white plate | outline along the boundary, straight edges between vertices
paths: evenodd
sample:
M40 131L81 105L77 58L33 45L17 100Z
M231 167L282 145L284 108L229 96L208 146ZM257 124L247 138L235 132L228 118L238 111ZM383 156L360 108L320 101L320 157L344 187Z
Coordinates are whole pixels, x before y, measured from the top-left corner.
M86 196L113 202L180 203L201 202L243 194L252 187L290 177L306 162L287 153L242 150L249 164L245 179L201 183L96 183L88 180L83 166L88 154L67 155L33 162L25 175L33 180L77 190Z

# # # # # # #

• _OBJECTIVE_
Retype all of the data above verbatim, keeping every line unchanged.

• _WRITTEN ANSWER_
white plate | outline along the boundary, straight edges between vertices
paths: evenodd
sample:
M40 131L81 105L77 58L33 45L17 100Z
M231 167L282 145L284 108L229 96L208 146ZM257 124L247 138L235 132L228 118L238 111ZM383 156L360 108L320 101L320 157L344 187Z
Coordinates are whole pixels, x before y, measured from the top-left corner.
M86 196L113 202L180 203L201 202L243 194L252 187L290 177L306 162L287 153L242 150L249 164L245 179L201 183L96 183L88 180L83 166L88 154L67 155L33 162L25 175L33 180L77 190Z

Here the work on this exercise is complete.